At 12am, Michael and I were told I would need a c-section following a visit from a doctor. We were told that someone else would come in to speak to us shortly but after a very long wait of about an hour, Michael went out to find someone to ask what what happened and then a midwife came in to explain that there was another lady who needed a c section and they were weighing up which one was more of an emergency. It turns out it was her so our wait continued. During our wait, a lady came in with a consent form for me to “read and fill in”. Have you ever tried reading something when you’re off your head on pain relief? I still remember the tiny letters blurring into one and saying to Michael there was no way I could read it. So he read it to me and I remember it all sounded pretty terrifying. Paralysis, haemorrhage and clots were amongst many other scary words he read out to me but we were reassured that these risks were extremely minimal so I signed the document and Michael gave me a loving cuddle. 
 

At around 2.30am we were taken into theatre and it was all very surreal. Michael was sitting to my right and the anethetist, not my best friend, but a close second, was standing to my left. The room was bright (of course, it needed to be. I’d be concerned if they were doing major surgery on me in the dark) and there was music playing. There were a lot of people in the room with us but everyone was so friendly and kind. I remember asking the anethetist for his name after about 5 minutes as I thought to myself that I really liked him and would give him a good review, like he was some sort of hotel on trip advisor or something, but I’ve subsequently forgotten it unfortunately. Nevertheless, he was a young guy who was trying to distract me by asking me lots of questions. I remember Michael saying how anxious he felt and my newest best friend was agreeing with him that he’d be a wreck if it was his girlfriend on the table. Good job it was me on there then for both parties sake.

★ ★ ★

## Exercise description
Write the next part of the birth story about the c-section, picking up after its final sentence. The data that comes next is taken from a separate source and has no connection to the c-section account.

★ ★ ★

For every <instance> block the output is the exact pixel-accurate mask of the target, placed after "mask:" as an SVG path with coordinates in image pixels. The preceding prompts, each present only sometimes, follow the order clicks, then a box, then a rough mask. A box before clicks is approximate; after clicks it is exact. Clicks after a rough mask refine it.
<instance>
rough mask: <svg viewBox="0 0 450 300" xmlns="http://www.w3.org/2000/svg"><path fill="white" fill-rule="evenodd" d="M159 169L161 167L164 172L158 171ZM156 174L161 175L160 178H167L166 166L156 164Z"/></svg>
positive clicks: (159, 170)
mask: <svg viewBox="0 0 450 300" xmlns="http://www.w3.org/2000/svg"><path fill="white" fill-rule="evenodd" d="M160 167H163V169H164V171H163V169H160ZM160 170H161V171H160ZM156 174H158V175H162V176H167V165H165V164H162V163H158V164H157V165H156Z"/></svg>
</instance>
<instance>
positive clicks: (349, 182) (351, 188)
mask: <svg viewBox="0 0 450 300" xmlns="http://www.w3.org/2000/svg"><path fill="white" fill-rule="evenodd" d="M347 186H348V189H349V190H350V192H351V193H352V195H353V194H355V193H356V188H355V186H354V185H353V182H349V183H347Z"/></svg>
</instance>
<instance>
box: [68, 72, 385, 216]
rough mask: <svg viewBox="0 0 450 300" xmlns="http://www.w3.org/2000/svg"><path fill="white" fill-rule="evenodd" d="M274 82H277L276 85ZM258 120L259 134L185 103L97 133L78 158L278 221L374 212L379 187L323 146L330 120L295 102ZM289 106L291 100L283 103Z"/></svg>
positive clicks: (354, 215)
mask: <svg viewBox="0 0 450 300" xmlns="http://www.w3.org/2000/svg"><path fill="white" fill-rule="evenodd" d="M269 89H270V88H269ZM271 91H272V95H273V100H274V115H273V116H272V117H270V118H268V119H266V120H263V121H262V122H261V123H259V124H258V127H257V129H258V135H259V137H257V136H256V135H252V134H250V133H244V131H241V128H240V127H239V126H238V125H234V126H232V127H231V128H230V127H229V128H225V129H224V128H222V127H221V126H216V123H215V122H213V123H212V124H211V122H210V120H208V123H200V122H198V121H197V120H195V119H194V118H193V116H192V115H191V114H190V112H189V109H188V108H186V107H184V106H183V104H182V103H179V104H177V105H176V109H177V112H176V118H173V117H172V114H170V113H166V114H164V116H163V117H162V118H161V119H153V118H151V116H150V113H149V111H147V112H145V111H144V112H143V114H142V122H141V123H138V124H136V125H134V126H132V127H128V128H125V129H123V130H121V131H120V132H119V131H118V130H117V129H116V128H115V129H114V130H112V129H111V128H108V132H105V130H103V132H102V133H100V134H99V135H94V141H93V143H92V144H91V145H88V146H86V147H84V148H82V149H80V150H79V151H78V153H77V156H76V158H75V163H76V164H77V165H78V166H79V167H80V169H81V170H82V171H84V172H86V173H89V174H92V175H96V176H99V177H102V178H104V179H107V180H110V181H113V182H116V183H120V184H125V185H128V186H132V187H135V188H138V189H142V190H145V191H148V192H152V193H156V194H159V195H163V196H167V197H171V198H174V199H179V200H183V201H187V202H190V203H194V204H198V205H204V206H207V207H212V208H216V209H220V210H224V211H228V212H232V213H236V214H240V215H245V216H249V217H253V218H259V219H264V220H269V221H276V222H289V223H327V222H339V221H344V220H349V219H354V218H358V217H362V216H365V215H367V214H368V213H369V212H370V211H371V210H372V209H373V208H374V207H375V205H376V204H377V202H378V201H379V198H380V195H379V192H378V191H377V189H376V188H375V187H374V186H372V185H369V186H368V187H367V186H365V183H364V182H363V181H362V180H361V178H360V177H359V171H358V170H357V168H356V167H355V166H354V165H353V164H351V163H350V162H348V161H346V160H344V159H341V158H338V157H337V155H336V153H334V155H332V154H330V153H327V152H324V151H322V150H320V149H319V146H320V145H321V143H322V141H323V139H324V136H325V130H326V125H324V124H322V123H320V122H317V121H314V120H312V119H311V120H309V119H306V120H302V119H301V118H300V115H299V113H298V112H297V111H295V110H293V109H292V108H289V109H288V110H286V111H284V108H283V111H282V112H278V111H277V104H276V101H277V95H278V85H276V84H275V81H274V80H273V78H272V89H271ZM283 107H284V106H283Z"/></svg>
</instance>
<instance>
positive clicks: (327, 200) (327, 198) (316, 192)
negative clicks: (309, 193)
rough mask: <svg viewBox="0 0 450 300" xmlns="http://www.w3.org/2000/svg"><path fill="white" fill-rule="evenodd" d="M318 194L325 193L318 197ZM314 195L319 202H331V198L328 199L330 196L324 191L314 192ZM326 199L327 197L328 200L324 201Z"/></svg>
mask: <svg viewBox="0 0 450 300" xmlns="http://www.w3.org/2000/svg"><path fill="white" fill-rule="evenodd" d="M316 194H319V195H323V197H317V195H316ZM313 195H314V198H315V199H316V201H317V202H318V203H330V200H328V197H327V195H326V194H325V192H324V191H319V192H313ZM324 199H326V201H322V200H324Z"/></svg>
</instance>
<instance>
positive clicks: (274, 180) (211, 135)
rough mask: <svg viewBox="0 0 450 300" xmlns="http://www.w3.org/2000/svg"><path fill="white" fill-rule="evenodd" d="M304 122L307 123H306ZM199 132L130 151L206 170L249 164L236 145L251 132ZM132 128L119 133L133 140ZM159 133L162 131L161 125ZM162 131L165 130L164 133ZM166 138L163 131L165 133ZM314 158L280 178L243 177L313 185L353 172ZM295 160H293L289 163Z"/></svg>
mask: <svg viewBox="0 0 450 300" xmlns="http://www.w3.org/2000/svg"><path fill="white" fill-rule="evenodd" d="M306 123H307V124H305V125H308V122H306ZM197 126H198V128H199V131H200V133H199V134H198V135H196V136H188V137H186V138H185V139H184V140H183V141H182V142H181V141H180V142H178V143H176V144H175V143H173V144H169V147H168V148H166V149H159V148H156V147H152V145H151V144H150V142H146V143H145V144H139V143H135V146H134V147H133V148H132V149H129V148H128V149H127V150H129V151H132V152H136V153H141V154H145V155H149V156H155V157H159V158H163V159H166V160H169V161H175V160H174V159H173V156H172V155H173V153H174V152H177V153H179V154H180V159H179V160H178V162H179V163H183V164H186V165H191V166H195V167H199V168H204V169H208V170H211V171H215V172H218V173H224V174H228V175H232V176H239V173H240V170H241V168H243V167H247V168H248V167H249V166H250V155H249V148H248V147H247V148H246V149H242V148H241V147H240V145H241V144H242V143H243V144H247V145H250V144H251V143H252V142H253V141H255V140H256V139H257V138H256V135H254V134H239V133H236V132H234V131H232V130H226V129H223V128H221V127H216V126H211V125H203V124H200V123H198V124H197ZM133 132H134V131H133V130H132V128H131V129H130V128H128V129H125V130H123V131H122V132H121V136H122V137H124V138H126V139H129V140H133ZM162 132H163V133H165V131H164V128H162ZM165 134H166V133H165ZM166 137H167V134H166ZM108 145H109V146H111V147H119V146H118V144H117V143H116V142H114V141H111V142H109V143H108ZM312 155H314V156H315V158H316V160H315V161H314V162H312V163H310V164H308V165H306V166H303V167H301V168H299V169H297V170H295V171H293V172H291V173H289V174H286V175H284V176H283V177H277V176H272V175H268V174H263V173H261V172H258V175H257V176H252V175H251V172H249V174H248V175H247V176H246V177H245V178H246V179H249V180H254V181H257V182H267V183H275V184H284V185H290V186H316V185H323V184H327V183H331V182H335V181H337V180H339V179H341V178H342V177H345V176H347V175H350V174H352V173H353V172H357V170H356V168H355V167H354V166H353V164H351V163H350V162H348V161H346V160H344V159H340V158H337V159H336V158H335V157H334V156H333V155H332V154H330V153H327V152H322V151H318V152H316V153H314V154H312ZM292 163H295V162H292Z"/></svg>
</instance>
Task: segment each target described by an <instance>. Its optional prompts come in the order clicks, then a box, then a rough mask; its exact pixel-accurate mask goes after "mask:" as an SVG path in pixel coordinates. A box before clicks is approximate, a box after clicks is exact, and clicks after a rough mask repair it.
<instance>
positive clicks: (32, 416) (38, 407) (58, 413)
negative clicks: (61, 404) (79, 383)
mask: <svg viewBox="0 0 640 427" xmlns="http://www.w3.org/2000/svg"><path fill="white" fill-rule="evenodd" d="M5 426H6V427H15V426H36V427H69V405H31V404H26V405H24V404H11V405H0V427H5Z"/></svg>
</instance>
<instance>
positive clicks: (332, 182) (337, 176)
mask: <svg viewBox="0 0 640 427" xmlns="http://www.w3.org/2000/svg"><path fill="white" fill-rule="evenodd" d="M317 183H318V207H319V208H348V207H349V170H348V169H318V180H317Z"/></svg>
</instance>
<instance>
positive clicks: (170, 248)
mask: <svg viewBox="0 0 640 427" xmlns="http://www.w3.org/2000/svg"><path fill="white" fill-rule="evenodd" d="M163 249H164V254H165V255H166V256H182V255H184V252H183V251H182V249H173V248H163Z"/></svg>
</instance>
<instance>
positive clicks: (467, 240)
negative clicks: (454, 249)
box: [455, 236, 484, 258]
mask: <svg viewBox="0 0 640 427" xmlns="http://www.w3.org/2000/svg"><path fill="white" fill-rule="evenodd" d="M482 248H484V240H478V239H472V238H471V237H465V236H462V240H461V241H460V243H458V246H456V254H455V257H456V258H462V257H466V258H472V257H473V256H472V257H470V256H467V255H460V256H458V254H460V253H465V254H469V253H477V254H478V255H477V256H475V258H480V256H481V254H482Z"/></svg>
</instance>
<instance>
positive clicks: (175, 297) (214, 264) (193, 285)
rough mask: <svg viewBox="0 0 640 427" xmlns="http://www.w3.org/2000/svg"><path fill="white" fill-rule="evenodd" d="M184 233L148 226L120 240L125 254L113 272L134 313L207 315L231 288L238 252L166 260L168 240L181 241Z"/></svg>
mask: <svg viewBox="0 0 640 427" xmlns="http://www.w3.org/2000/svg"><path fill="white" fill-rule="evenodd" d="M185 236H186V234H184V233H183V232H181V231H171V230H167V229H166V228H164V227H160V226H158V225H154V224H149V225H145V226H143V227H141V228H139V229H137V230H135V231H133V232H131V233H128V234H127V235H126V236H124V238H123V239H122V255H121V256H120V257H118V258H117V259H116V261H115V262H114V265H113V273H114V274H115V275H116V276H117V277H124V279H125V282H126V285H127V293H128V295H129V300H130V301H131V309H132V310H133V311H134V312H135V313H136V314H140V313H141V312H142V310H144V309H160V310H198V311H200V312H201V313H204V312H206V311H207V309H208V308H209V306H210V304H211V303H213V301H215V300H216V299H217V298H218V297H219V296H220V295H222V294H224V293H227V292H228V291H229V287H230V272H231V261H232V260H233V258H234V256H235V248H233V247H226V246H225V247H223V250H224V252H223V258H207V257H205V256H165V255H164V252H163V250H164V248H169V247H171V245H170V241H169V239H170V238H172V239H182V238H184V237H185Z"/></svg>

★ ★ ★

## Expected output
We told them we didn’t know the gender and wanted Michael to be the one to tell me and I requested to see my placenta, as you do. There was lots of pulling and pushing and tugging but it was all hidden behind the sheet they had placed vertically in front of us. The surgeon accidentally cut one of the other drs fingers whilst operating so she had to rush off to stop her bleeding. I started to feel some weird sensations so the anethetist swiftly topped me up with more drugs and away it went. It was such a surreal time as I could see my surgeon literally kneeling with her legs either side of me, wrestling with my organs to get my baby out yet couldn’t really feel anything. She, and the feminist in me loves that she was a she as most people would presume the surgeon would be male (well I did anyway) did comment that the baby was further down then they thought which is why it was taking quite a long time.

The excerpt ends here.